WHAT THE TASK REQUIRES
Read the entries below and pull out each line with the string "rolling".

WORKING DATA

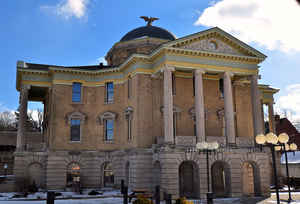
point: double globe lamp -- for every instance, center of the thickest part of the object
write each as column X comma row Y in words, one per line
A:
column 271, row 138
column 279, row 143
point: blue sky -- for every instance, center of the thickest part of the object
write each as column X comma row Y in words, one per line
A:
column 80, row 32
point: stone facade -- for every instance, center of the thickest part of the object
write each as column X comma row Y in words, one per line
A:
column 170, row 98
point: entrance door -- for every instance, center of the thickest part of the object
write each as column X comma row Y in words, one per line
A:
column 220, row 180
column 188, row 180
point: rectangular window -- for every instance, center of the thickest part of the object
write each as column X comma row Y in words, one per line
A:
column 75, row 130
column 173, row 84
column 129, row 129
column 109, row 130
column 109, row 92
column 76, row 92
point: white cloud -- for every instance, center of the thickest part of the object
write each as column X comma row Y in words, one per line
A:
column 101, row 60
column 3, row 108
column 69, row 8
column 270, row 23
column 289, row 104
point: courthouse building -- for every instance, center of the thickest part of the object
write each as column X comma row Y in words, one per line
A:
column 137, row 117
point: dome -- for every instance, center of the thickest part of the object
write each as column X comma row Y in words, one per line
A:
column 148, row 31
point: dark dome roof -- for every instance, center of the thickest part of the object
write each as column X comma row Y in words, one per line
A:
column 148, row 31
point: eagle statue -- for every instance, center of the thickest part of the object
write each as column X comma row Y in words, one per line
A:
column 149, row 20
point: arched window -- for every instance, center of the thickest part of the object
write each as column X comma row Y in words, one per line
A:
column 108, row 175
column 76, row 120
column 129, row 115
column 108, row 120
column 73, row 173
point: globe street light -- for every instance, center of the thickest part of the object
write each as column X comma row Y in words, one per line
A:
column 207, row 148
column 5, row 169
column 285, row 147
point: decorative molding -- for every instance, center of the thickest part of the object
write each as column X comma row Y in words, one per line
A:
column 108, row 115
column 128, row 113
column 76, row 115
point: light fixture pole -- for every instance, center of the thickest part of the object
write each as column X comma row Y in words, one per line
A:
column 5, row 169
column 285, row 147
column 275, row 143
column 271, row 139
column 207, row 148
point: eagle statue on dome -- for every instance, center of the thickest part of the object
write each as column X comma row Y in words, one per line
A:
column 149, row 20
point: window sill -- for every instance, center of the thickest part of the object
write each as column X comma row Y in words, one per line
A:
column 108, row 102
column 74, row 142
column 77, row 103
column 108, row 141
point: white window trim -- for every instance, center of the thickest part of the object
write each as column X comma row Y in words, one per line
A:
column 108, row 115
column 128, row 116
column 76, row 116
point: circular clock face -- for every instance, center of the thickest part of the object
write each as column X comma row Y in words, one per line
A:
column 212, row 45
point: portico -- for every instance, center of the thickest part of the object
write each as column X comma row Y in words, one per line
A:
column 229, row 112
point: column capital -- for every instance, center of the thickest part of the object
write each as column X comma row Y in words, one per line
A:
column 25, row 86
column 199, row 71
column 230, row 74
column 168, row 68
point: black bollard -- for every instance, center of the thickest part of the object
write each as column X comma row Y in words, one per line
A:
column 169, row 199
column 210, row 197
column 157, row 194
column 50, row 197
column 178, row 201
column 122, row 186
column 125, row 195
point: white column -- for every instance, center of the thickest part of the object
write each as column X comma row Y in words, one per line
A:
column 271, row 117
column 256, row 107
column 199, row 106
column 228, row 109
column 168, row 106
column 22, row 117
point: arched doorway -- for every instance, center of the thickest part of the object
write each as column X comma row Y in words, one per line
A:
column 220, row 177
column 73, row 172
column 108, row 175
column 127, row 174
column 189, row 180
column 35, row 174
column 250, row 179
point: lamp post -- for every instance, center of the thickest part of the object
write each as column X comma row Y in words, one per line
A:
column 5, row 169
column 285, row 147
column 207, row 148
column 271, row 139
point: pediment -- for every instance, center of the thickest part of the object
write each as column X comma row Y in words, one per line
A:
column 217, row 41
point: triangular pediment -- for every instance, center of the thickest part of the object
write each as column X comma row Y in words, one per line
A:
column 217, row 41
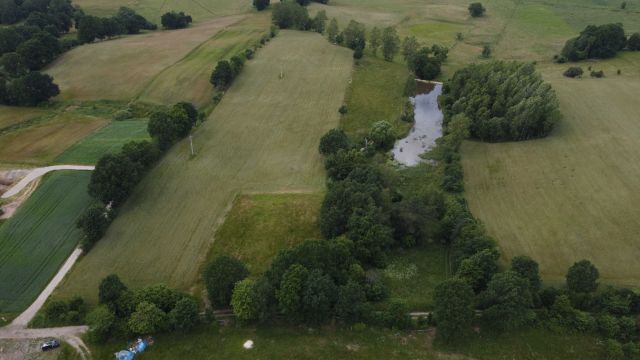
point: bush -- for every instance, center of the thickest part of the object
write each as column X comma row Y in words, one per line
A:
column 221, row 276
column 503, row 101
column 476, row 9
column 596, row 42
column 574, row 71
column 633, row 43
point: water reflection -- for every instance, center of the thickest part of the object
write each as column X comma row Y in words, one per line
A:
column 426, row 129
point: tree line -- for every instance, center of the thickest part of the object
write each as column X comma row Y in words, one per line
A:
column 599, row 42
column 116, row 175
column 502, row 101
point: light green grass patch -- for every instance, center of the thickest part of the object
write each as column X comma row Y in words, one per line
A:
column 572, row 195
column 258, row 226
column 375, row 94
column 108, row 139
column 39, row 237
column 263, row 137
column 411, row 275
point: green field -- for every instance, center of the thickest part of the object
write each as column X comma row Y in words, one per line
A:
column 39, row 237
column 39, row 140
column 572, row 195
column 122, row 68
column 108, row 139
column 265, row 144
column 276, row 342
column 411, row 275
column 258, row 226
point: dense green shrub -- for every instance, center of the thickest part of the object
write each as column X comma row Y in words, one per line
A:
column 503, row 101
column 596, row 42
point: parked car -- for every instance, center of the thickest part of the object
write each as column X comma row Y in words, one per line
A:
column 50, row 345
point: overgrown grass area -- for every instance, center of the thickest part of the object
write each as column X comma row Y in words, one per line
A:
column 412, row 275
column 39, row 237
column 40, row 140
column 108, row 139
column 258, row 139
column 258, row 226
column 572, row 195
column 376, row 93
column 120, row 69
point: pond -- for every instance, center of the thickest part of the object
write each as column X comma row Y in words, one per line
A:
column 426, row 129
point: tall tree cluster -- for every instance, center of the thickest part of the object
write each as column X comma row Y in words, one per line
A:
column 503, row 101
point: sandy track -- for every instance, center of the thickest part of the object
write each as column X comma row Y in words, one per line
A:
column 38, row 172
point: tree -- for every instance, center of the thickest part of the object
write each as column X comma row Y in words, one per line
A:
column 390, row 43
column 113, row 179
column 453, row 309
column 507, row 301
column 633, row 43
column 173, row 20
column 244, row 301
column 147, row 319
column 375, row 40
column 527, row 268
column 582, row 277
column 110, row 290
column 261, row 4
column 355, row 35
column 478, row 269
column 410, row 46
column 290, row 292
column 290, row 15
column 101, row 321
column 383, row 135
column 332, row 30
column 222, row 75
column 318, row 297
column 476, row 9
column 184, row 316
column 350, row 302
column 596, row 42
column 332, row 141
column 94, row 223
column 221, row 276
column 13, row 64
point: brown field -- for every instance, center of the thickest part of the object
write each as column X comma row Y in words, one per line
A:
column 120, row 69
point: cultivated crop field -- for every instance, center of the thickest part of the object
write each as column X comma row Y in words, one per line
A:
column 108, row 139
column 572, row 195
column 39, row 237
column 259, row 139
column 120, row 69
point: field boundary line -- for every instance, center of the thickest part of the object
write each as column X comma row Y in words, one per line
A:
column 39, row 172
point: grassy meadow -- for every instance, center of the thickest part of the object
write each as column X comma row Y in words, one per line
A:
column 266, row 144
column 38, row 141
column 120, row 69
column 39, row 237
column 108, row 139
column 258, row 226
column 188, row 79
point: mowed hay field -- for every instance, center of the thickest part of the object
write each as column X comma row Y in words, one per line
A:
column 188, row 79
column 40, row 140
column 120, row 69
column 573, row 195
column 262, row 137
column 39, row 237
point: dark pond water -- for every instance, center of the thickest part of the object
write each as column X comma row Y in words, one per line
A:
column 426, row 129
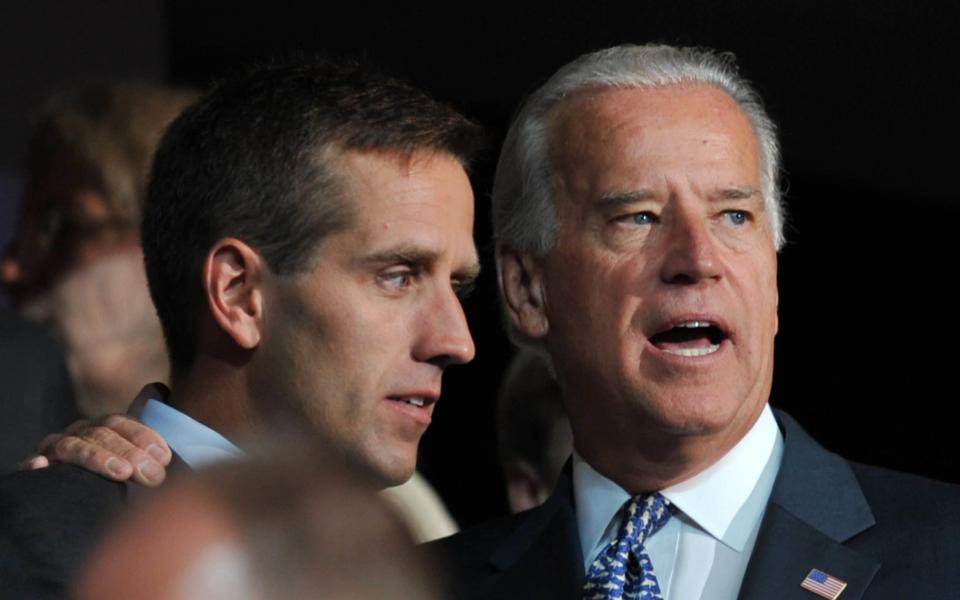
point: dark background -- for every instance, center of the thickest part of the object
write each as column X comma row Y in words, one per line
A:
column 865, row 95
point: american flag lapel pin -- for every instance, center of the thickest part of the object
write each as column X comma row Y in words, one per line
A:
column 823, row 585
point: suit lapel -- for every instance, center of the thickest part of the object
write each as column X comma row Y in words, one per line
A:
column 816, row 505
column 541, row 559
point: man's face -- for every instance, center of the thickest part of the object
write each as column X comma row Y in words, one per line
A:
column 356, row 347
column 661, row 296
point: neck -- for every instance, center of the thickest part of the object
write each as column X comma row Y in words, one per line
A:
column 212, row 392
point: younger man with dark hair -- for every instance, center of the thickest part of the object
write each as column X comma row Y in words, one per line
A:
column 307, row 231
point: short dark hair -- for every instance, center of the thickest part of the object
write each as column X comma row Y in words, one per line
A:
column 256, row 159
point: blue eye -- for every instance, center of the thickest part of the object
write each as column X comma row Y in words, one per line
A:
column 643, row 218
column 397, row 280
column 737, row 217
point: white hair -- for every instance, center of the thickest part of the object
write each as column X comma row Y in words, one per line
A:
column 524, row 214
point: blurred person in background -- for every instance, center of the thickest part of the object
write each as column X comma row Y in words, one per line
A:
column 534, row 436
column 283, row 525
column 75, row 263
column 36, row 396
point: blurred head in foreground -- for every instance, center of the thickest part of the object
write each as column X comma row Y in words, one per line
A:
column 285, row 525
column 75, row 262
column 533, row 430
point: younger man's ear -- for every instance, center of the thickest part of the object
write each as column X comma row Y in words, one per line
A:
column 233, row 275
column 521, row 278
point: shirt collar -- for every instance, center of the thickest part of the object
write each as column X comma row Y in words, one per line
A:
column 195, row 443
column 711, row 498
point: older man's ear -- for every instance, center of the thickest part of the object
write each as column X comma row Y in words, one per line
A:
column 521, row 278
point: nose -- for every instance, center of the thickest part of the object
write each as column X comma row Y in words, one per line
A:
column 445, row 336
column 690, row 252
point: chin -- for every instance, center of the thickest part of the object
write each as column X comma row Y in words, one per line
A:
column 392, row 470
column 693, row 416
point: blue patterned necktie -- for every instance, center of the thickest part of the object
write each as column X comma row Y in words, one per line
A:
column 623, row 569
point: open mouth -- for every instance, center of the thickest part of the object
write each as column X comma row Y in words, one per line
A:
column 411, row 400
column 690, row 339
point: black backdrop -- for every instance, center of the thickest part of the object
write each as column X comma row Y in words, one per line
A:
column 866, row 97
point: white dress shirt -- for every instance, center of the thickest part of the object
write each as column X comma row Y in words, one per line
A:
column 702, row 552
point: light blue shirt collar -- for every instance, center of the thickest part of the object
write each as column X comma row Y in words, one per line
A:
column 195, row 443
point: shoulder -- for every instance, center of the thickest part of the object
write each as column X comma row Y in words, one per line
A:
column 49, row 521
column 476, row 544
column 61, row 498
column 914, row 501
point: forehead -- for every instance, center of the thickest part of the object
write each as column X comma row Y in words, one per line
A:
column 423, row 199
column 637, row 131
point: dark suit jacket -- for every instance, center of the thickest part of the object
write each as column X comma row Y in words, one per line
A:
column 50, row 521
column 888, row 535
column 36, row 395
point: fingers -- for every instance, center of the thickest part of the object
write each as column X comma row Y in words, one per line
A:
column 140, row 436
column 118, row 448
column 32, row 463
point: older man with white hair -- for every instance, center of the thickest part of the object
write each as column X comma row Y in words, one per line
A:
column 637, row 219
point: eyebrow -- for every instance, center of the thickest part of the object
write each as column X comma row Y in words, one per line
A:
column 738, row 193
column 619, row 199
column 416, row 255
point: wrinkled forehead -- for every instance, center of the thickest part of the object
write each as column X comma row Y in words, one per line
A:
column 619, row 133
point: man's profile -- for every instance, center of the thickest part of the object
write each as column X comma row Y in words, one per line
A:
column 307, row 231
column 637, row 221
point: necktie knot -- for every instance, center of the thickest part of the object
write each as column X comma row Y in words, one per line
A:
column 645, row 515
column 623, row 569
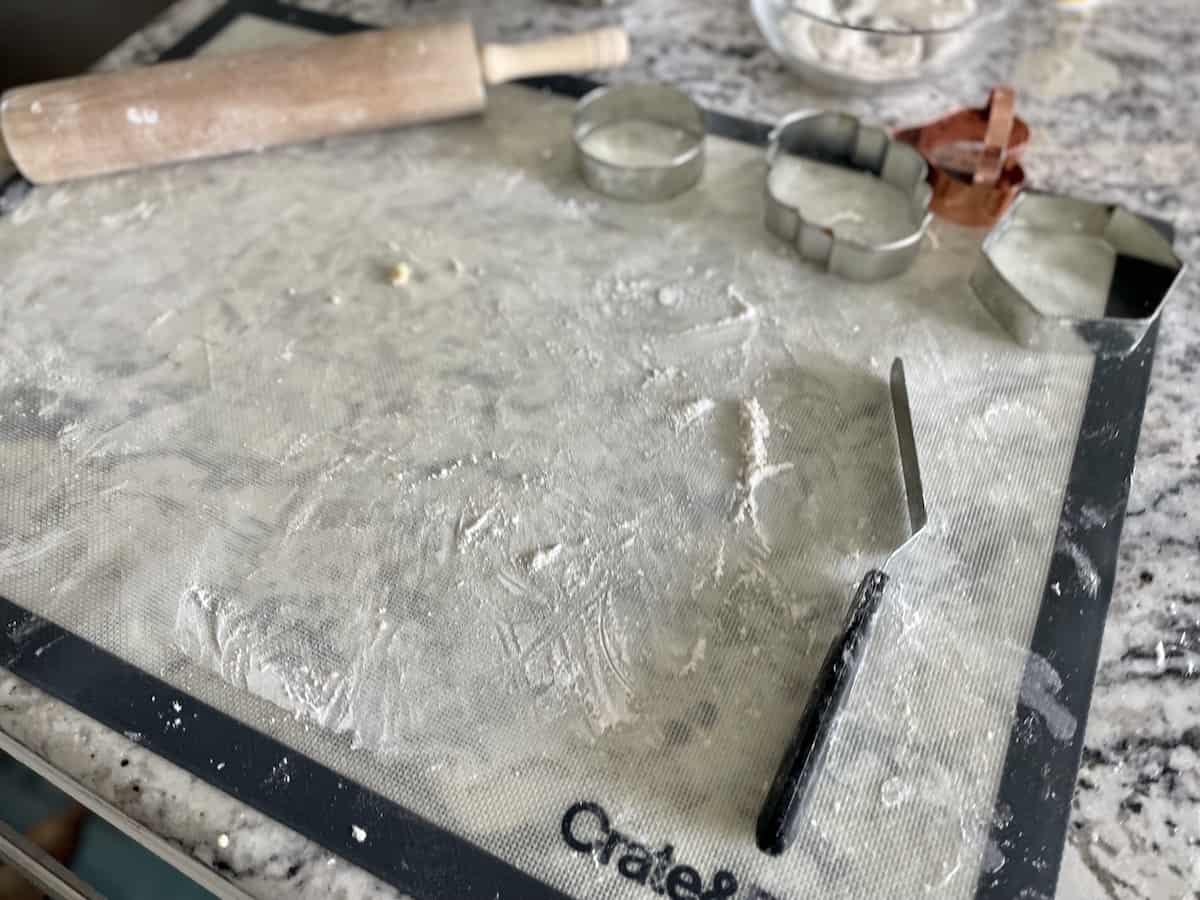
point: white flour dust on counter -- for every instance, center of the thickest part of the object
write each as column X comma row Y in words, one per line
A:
column 754, row 467
column 325, row 520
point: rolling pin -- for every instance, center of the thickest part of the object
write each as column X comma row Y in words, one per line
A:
column 198, row 108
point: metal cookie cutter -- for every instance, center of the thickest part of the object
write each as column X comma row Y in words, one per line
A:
column 973, row 157
column 792, row 787
column 840, row 138
column 1145, row 271
column 640, row 175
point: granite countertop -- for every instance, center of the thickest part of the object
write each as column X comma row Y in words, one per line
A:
column 1114, row 99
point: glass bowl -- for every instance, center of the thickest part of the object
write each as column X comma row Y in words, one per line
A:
column 865, row 46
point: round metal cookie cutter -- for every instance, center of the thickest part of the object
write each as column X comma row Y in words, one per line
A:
column 640, row 179
column 844, row 141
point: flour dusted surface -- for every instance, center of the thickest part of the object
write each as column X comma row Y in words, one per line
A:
column 339, row 521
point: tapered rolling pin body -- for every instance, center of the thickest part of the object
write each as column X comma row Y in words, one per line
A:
column 76, row 127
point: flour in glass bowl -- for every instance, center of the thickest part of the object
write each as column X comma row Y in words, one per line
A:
column 893, row 42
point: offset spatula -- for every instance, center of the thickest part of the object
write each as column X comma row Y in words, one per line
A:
column 790, row 792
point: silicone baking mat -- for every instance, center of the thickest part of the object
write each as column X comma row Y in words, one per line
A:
column 510, row 579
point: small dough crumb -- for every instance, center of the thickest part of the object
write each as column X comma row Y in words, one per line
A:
column 400, row 275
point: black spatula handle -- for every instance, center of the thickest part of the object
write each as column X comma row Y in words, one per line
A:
column 787, row 798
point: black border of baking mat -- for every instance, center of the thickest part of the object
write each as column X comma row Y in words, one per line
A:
column 419, row 857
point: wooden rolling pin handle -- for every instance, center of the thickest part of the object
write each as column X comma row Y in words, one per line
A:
column 208, row 107
column 587, row 52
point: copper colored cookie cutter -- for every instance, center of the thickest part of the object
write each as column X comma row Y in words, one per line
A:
column 973, row 160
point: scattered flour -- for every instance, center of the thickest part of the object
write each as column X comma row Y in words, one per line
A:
column 894, row 791
column 694, row 412
column 538, row 559
column 1041, row 687
column 754, row 467
column 400, row 275
column 142, row 115
column 697, row 657
column 471, row 531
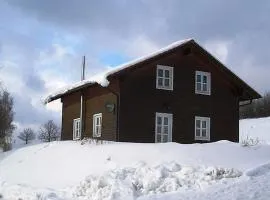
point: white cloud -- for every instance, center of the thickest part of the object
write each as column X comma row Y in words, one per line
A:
column 219, row 48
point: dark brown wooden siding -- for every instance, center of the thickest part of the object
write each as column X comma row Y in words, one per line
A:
column 140, row 100
column 96, row 97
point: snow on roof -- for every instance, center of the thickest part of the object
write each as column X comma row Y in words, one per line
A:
column 101, row 78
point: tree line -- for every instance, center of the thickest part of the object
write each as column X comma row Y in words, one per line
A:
column 48, row 131
column 258, row 108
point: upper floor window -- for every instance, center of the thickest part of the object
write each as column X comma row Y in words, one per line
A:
column 97, row 125
column 203, row 83
column 164, row 78
column 76, row 129
column 202, row 128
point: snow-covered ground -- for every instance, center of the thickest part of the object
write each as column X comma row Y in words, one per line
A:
column 255, row 129
column 70, row 170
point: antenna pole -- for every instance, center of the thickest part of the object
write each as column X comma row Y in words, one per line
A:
column 81, row 109
column 83, row 69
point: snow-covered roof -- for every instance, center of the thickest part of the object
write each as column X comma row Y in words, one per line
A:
column 101, row 78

YOUR RESPONSE
point: rolling pin -- for every instance, center of the thickest part of the object
point: tapered rolling pin body -- for every instance, center of the thickest part of the object
point: wooden rolling pin handle -- for every instance, center of the thickest part of the object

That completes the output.